• Description of the task: Skip any picture you find and retype all the remaining lines exactly.

>>

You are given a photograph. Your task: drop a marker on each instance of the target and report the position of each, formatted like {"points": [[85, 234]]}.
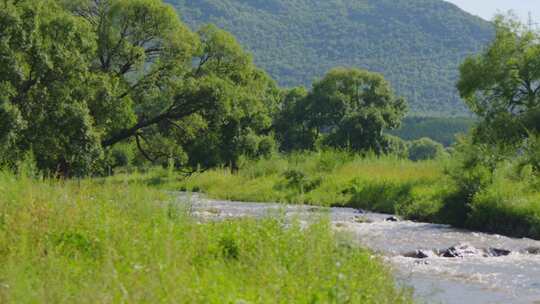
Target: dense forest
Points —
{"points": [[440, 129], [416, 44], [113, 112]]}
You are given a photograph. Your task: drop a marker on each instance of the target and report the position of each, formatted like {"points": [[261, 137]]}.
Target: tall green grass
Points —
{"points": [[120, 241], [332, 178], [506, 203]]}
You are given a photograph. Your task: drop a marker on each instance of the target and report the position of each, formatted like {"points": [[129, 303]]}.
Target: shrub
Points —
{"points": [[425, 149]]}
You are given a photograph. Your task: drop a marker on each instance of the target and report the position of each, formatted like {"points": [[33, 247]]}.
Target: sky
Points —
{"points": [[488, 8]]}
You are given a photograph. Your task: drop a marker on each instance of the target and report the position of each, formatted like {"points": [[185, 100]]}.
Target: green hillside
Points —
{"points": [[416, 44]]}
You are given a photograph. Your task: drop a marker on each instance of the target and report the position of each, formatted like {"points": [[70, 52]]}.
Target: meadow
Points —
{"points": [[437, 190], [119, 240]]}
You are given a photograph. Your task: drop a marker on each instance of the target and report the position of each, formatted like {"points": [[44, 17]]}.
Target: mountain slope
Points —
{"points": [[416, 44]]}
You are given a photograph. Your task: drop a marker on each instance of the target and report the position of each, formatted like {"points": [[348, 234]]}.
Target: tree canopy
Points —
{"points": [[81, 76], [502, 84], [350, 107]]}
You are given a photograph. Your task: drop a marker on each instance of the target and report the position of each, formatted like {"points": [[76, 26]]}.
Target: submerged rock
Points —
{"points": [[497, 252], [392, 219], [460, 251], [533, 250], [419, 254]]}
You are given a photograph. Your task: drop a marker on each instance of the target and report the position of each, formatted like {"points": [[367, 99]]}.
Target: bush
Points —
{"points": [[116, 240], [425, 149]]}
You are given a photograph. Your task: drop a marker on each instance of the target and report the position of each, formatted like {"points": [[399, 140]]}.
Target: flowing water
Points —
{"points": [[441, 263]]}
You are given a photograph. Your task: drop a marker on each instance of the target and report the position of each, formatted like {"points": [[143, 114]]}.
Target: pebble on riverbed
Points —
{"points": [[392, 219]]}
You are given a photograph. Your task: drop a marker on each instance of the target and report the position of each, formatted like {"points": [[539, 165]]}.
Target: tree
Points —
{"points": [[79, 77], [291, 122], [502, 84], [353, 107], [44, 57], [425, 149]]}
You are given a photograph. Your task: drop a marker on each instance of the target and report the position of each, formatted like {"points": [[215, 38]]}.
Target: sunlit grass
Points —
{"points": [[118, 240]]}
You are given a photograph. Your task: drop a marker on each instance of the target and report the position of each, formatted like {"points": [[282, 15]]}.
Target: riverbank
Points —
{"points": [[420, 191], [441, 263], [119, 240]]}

<<

• Correct output:
You are given a photograph. Your task: drop a marker on each instance of the target and report the position of each, formatted like {"points": [[85, 234]]}.
Target: dense forest
Points —
{"points": [[440, 129], [416, 44], [113, 112]]}
You are given a photograph. Your task: drop a marker on each instance of the target and report the position of each, formatted like {"points": [[261, 137]]}.
Target: tall green grass
Points —
{"points": [[120, 241], [332, 178], [506, 203]]}
You are given a photograph. Your task: drop a marker on each instance of the target and report the position of each, formatted like {"points": [[129, 303]]}.
Target: shrub
Points —
{"points": [[425, 149]]}
You are given a photograph. Your task: drop a marker on each instance of the target and report the position of each, formatted like {"points": [[33, 247]]}.
Target: sky
Points —
{"points": [[488, 8]]}
You are given a photograph. Your task: drop a marker on each instance of the target and report the position of each, formatted like {"points": [[185, 100]]}.
Target: green hillside
Points —
{"points": [[416, 44]]}
You are given a photograph. Your task: drop a marker on each instance of the target and report the position of each, formatted like {"points": [[70, 52]]}.
Target: meadow
Points —
{"points": [[437, 190], [119, 240]]}
You are given a photograph. Your task: drop a marker on each instance of the target and report the position of each, formatted like {"points": [[44, 17]]}.
Target: mountain slope
Points —
{"points": [[416, 44]]}
You are given a photograph. Your task: drop a marker on each instance of the target and report the position of each, formatted like {"points": [[348, 234]]}.
Target: tree canopy
Points —
{"points": [[81, 76], [502, 84], [350, 107]]}
You are given a photograph. Your task: drop a marker on each instance of the target and report the position of each, formatted like {"points": [[76, 26]]}.
Target: submerged rock
Points —
{"points": [[497, 252], [392, 219], [460, 251], [533, 250], [419, 254]]}
You are given a photograph. Your task: drop a marker on each instance of the target and report the position of each, formatted like {"points": [[367, 99]]}.
Target: bush
Points —
{"points": [[116, 240], [425, 149]]}
You are given a photograph. Your task: drop a marker on each instance of the target and report the position of each, formatted like {"points": [[399, 140]]}.
Target: flowing water
Points —
{"points": [[441, 263]]}
You are given a photograph. Your task: drop a marker on each instance of the target and report the position of each, formatted like {"points": [[143, 114]]}.
Target: pebble on riverbed
Points —
{"points": [[392, 219]]}
You are given a photograph. Your task: drop a marker on each instance of the target and report the position of each, formatted like {"points": [[539, 165]]}.
Target: tree
Points —
{"points": [[79, 77], [291, 122], [502, 84], [353, 107], [44, 57], [425, 149]]}
You are given a photograph. Your task: drop a marker on each instance of the target and report the position of each, formatted like {"points": [[215, 38]]}.
Target: sunlit grass
Points —
{"points": [[118, 240]]}
You are given a photograph. Your task: drop a marker on each instance of the target and report the position of each, formatted like {"points": [[282, 15]]}.
Target: riverbank
Points —
{"points": [[420, 191], [441, 263], [119, 240]]}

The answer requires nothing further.